Written request. All of the data should be repeated exactly; pictures are not part of the copy.

Data for processing.
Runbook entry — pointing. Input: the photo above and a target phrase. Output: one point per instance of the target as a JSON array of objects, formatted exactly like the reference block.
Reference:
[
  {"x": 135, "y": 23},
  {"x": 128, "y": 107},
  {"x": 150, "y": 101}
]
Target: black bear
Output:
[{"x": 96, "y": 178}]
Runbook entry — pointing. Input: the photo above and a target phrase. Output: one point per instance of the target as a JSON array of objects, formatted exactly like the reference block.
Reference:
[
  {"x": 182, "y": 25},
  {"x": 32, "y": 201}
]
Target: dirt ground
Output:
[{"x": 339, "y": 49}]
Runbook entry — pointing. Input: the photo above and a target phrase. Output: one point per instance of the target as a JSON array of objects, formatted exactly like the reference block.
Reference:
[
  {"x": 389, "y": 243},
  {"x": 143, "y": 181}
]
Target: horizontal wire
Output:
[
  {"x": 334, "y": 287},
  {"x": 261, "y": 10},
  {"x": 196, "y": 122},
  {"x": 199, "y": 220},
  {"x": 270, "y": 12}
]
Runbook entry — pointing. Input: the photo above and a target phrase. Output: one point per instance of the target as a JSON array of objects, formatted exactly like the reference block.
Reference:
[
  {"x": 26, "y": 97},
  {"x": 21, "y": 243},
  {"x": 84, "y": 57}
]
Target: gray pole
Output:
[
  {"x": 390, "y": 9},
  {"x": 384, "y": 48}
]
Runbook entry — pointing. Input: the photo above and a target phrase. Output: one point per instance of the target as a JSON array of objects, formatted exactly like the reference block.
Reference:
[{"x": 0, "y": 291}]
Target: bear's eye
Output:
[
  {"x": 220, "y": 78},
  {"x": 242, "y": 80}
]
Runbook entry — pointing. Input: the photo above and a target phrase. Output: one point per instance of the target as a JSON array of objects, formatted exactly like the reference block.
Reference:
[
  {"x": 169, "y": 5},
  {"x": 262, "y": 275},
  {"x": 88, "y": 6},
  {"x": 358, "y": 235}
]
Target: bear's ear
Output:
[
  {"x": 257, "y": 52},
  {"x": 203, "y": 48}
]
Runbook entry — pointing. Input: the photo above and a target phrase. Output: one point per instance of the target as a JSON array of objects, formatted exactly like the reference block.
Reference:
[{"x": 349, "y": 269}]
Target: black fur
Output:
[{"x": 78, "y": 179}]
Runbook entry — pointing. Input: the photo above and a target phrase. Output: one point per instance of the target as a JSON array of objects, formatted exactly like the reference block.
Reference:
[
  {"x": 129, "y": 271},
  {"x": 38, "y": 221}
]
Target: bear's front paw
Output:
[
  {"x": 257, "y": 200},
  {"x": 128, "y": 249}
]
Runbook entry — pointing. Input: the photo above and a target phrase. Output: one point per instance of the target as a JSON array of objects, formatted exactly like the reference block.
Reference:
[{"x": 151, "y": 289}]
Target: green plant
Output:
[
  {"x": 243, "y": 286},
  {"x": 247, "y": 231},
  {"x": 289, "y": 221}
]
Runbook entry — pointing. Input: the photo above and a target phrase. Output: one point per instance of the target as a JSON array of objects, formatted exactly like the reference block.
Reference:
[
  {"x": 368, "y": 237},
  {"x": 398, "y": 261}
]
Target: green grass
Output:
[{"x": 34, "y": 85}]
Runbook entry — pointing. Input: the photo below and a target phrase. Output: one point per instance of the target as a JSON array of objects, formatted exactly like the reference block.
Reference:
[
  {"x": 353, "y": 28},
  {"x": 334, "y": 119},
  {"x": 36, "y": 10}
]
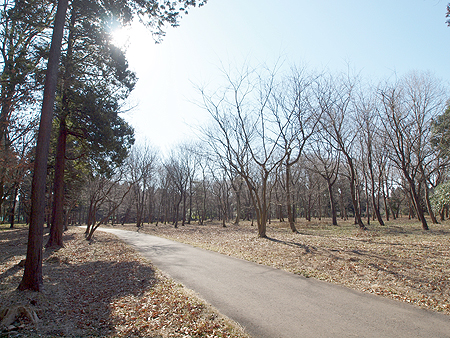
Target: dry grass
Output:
[
  {"x": 102, "y": 288},
  {"x": 398, "y": 261}
]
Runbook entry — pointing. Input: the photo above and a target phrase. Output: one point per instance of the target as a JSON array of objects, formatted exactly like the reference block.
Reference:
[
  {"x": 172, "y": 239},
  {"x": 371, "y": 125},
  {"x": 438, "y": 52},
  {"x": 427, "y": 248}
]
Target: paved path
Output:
[{"x": 272, "y": 303}]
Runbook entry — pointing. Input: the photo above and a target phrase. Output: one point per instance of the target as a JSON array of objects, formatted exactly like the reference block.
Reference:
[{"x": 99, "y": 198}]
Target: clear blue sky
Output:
[{"x": 376, "y": 38}]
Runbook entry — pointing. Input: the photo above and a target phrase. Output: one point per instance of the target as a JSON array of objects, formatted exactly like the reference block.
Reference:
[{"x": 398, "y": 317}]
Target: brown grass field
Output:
[{"x": 104, "y": 288}]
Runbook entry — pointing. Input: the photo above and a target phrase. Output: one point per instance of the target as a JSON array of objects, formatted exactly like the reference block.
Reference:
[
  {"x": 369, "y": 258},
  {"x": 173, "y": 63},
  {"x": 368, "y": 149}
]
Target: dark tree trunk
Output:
[
  {"x": 288, "y": 199},
  {"x": 32, "y": 276},
  {"x": 57, "y": 224}
]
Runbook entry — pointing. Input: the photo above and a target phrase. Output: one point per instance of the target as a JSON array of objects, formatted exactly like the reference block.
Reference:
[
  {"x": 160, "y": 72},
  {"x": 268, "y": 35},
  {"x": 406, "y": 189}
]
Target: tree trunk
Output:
[
  {"x": 429, "y": 207},
  {"x": 57, "y": 224},
  {"x": 417, "y": 204},
  {"x": 32, "y": 276},
  {"x": 288, "y": 199},
  {"x": 13, "y": 208},
  {"x": 332, "y": 203}
]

Answer in full.
Runbook entry — pointing. Input: the photo above and a target phrase. Output: one point per instance of the target as a JSON array of objects, formatted exactly like the reference block.
Reference:
[
  {"x": 135, "y": 23},
  {"x": 128, "y": 107},
  {"x": 150, "y": 101}
]
Target: black bear
Output:
[{"x": 96, "y": 178}]
Runbook entry — pointing. Input: the photo above and a target phrase. Output: one point per instance of the target as a JSON array of objects, formatted exactly like the reference block.
Reference:
[
  {"x": 182, "y": 25},
  {"x": 32, "y": 201}
]
Target: dirt ground
Output:
[{"x": 339, "y": 49}]
Runbook entry — pointing. Input: the photo above and a target phrase. Output: one point per instance of the target as a JSON array of objects, formatted exactly like the reference block.
Reference:
[
  {"x": 389, "y": 243},
  {"x": 143, "y": 181}
]
Target: horizontal wire
Output:
[
  {"x": 334, "y": 287},
  {"x": 261, "y": 10},
  {"x": 196, "y": 122},
  {"x": 199, "y": 220},
  {"x": 270, "y": 12}
]
Runbook entry — pointing. Input: the photo above and a target phrase. Output: one point per instance of the target as a JSON array of objects, formatted exactly like the reference block.
Reference:
[
  {"x": 26, "y": 97},
  {"x": 21, "y": 243},
  {"x": 84, "y": 57}
]
Target: gray pole
Output:
[
  {"x": 390, "y": 9},
  {"x": 384, "y": 48}
]
Runbook entry — pointing. Input: the photo above and a target phrase. Output: one point per instance of the target as a JSON array of objects, formatted exactly like the reference block.
Reference:
[{"x": 0, "y": 291}]
Target: bear's eye
Output:
[
  {"x": 220, "y": 78},
  {"x": 242, "y": 80}
]
Runbook entry — pointing. Input: the photo above and a target phrase. Output: one point per instance of the target as a JSON array of objects, formatted exactly like the reference block.
Reference:
[
  {"x": 169, "y": 5},
  {"x": 262, "y": 275},
  {"x": 88, "y": 6},
  {"x": 358, "y": 235}
]
Target: bear's ear
Output:
[
  {"x": 257, "y": 52},
  {"x": 203, "y": 48}
]
Runbook entry — pointing. Input: the photo above and a target phrase. Output: one point per instance of the target as a JSON array of objects, formatted exactly like the reference block.
Reference:
[{"x": 349, "y": 269}]
Target: black fur
Output:
[{"x": 78, "y": 179}]
Runbook entry — pointing. Input: the photo above and a target phrase. Output: one point per instance of the target as a JSON array of objects, formatted exactly like the reference block.
Reference:
[
  {"x": 129, "y": 271},
  {"x": 38, "y": 221}
]
Target: bear's front paw
Output:
[
  {"x": 257, "y": 200},
  {"x": 128, "y": 249}
]
Runbook entry — pointing. Input: the photo above and a target phrase. Output: one point per instance of the target as a JSON array of objects, formatted exactly like the reference block.
Reference:
[{"x": 151, "y": 289}]
Target: green plant
Output:
[
  {"x": 243, "y": 286},
  {"x": 247, "y": 231},
  {"x": 289, "y": 221}
]
Runbook entry — pointing. Input: the photo above and a target phrase. Output: one point per instance of the target as a JSON array of objects, formatted exactly like the reference block.
Reference:
[
  {"x": 368, "y": 237},
  {"x": 398, "y": 261}
]
Target: green grass
Output:
[{"x": 34, "y": 85}]
Runbook entry — pointing. Input: the photo below and a target phrase. Output: one point per instance of the target as a JSON array of objects, formatted exactly like the reference block.
Reference:
[
  {"x": 353, "y": 28},
  {"x": 334, "y": 119},
  {"x": 36, "y": 10}
]
Target: dry grass
Output:
[
  {"x": 102, "y": 288},
  {"x": 398, "y": 261}
]
Runbook entry — pointing. Input: the photo above and a target phrase. Output: one point per instance of the target as a JSON array of objects, formatted exactly like the reference block.
Reference:
[
  {"x": 172, "y": 239},
  {"x": 371, "y": 125},
  {"x": 438, "y": 52},
  {"x": 427, "y": 248}
]
Target: paved path
Output:
[{"x": 272, "y": 303}]
Runbook entry — pointing. Input: the photo above and a target phrase. Output: one point per instance of the target as a JSON array of objects, formatted exactly like the reference block.
Reference:
[{"x": 99, "y": 198}]
Target: clear blue sky
Output:
[{"x": 376, "y": 38}]
Runbook entry — pointing. Input: the photo above and a target phrase. Output: one point per instance of the target as a JSON array of objects, formatted exactly like the reference block.
Reference:
[{"x": 398, "y": 317}]
Target: brown grass field
Output:
[{"x": 104, "y": 288}]
Runbook entry — pointing. Input: the photo above and a target phrase. Output: one point per instance of the target as a JSON array of objects, formatted exactly like the reference block.
Reference:
[
  {"x": 369, "y": 258},
  {"x": 173, "y": 63},
  {"x": 368, "y": 149}
]
Target: dark tree trunk
Output:
[
  {"x": 288, "y": 199},
  {"x": 32, "y": 276},
  {"x": 57, "y": 224}
]
Runbook entry — pointing. Input: the photo above and a target phrase. Output: one point per instance of the target as a JSON array of objects, formatted exactly like the reference block.
Reference:
[
  {"x": 160, "y": 72},
  {"x": 268, "y": 35},
  {"x": 406, "y": 189}
]
Target: tree trunk
Output:
[
  {"x": 429, "y": 207},
  {"x": 57, "y": 224},
  {"x": 417, "y": 204},
  {"x": 32, "y": 276},
  {"x": 288, "y": 199},
  {"x": 13, "y": 208},
  {"x": 332, "y": 203}
]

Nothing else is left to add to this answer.